======== Data for this exercise

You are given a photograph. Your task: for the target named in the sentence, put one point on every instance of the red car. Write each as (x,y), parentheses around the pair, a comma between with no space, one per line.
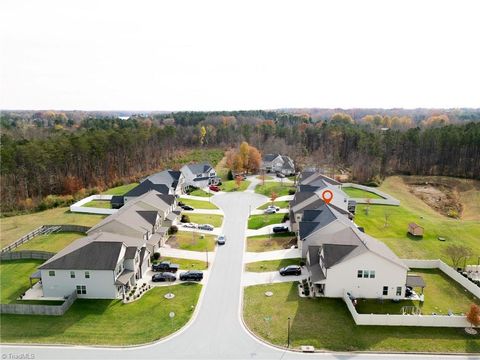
(214,188)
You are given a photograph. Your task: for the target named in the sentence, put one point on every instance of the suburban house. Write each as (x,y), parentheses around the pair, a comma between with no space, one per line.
(277,163)
(102,265)
(199,175)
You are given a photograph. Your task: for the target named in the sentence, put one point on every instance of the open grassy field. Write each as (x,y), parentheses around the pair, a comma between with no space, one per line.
(259,221)
(327,324)
(359,193)
(198,204)
(275,187)
(192,241)
(51,242)
(271,265)
(270,242)
(280,204)
(412,209)
(212,219)
(107,322)
(14,227)
(442,295)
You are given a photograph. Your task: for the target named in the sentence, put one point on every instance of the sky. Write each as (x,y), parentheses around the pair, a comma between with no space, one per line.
(238,55)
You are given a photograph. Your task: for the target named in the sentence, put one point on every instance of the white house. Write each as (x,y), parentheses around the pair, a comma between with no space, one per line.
(199,175)
(99,266)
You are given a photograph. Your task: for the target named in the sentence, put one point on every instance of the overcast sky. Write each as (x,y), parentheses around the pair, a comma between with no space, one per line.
(214,55)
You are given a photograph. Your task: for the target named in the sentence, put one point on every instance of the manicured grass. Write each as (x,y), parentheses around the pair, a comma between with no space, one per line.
(269,242)
(15,278)
(14,227)
(200,192)
(51,242)
(442,295)
(412,209)
(275,187)
(327,324)
(199,204)
(104,204)
(359,193)
(185,263)
(259,221)
(107,322)
(120,190)
(214,220)
(231,185)
(271,265)
(192,241)
(280,204)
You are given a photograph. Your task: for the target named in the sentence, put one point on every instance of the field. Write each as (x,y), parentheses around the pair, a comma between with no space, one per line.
(259,221)
(107,322)
(191,241)
(270,242)
(275,187)
(412,209)
(271,265)
(214,220)
(327,324)
(442,295)
(198,204)
(14,227)
(51,242)
(359,193)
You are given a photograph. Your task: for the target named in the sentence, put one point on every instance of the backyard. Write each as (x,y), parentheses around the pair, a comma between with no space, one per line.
(271,242)
(326,324)
(259,221)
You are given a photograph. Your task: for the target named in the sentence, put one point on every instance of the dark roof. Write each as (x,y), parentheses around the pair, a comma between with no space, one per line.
(146,186)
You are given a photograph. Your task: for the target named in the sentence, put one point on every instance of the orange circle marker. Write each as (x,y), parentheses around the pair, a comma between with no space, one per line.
(327,196)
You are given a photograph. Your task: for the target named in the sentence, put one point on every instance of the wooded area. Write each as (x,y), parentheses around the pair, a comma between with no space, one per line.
(46,153)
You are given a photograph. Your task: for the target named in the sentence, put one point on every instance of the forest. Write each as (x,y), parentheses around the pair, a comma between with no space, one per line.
(62,153)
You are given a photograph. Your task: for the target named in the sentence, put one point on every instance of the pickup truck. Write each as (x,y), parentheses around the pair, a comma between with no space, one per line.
(165,266)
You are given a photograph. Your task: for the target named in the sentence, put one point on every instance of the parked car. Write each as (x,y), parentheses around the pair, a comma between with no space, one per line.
(280,229)
(291,270)
(214,188)
(162,277)
(207,227)
(165,266)
(192,275)
(221,240)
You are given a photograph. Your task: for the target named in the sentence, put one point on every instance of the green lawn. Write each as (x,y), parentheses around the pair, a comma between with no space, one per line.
(259,221)
(327,324)
(212,219)
(270,242)
(198,204)
(107,322)
(275,187)
(412,209)
(271,265)
(104,204)
(359,193)
(51,242)
(442,295)
(280,204)
(14,227)
(231,185)
(192,241)
(120,190)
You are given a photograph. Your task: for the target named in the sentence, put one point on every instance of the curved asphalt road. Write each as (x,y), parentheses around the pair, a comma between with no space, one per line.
(217,331)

================

Problem requirements:
Starting with the line that contains "of the green", return each line through the last one of the data above, exactly as written and nothing more.

Answer to the problem:
You are given a photograph. Your task: for the target named in the sentence, put one point on every instance of the green lawn. Write each as (x,y), parentheses around the pair, a comma between with no space, one per line.
(259,221)
(327,324)
(212,219)
(270,242)
(198,204)
(107,322)
(275,187)
(412,209)
(271,265)
(104,204)
(359,193)
(51,242)
(442,295)
(280,204)
(14,227)
(231,185)
(192,241)
(120,190)
You are given a photograph. Your task: for the target named in the sentence, put one point on every instance of the curved asphalt road. Write each as (x,y), parentheses around the pair, a comma between with no space, one per line.
(217,331)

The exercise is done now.